Problem details: Give back, exactly and with nothing added, the lines that run from the one containing "Pick out a point on every instance of the gold" to the final line below.

++++++++++++++++++++

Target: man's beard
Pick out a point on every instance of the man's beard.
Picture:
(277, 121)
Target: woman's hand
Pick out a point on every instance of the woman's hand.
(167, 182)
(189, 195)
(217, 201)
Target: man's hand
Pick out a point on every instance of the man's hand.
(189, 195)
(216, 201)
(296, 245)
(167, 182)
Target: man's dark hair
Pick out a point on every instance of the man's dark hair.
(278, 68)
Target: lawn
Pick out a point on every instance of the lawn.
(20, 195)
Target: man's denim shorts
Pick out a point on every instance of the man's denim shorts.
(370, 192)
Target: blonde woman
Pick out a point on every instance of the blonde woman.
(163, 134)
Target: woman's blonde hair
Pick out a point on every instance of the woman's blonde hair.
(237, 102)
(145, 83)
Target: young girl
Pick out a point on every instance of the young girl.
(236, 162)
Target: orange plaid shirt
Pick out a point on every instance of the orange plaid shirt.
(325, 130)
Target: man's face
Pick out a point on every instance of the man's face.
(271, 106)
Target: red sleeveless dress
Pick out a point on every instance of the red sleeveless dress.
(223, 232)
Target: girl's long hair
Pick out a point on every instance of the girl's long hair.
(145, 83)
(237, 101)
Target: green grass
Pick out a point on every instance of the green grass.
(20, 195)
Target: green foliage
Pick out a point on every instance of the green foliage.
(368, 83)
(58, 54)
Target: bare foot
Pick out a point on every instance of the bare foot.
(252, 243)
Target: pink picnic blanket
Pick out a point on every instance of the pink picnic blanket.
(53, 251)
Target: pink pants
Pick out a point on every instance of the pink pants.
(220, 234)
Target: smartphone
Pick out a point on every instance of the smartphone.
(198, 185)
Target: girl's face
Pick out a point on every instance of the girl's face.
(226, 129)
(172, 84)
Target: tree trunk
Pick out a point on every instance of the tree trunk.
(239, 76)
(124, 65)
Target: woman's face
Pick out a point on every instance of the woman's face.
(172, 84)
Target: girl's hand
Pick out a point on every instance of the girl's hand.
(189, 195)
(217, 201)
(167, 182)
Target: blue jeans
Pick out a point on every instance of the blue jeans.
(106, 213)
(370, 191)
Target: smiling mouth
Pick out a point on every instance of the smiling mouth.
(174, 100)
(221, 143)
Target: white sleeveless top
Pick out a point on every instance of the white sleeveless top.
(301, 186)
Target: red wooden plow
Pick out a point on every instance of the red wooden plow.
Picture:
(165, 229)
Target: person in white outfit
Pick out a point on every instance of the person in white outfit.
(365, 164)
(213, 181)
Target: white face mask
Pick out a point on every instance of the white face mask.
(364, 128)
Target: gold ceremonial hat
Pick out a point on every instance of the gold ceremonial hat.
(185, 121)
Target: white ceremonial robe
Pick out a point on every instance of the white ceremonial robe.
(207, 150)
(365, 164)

++++++++++++++++++++

Output below:
Pick out a point on every instance of the gold ceremonial hat.
(185, 121)
Target: white ceremonial robe
Pick out a point on every instance of the white ceremonial robe.
(207, 150)
(365, 164)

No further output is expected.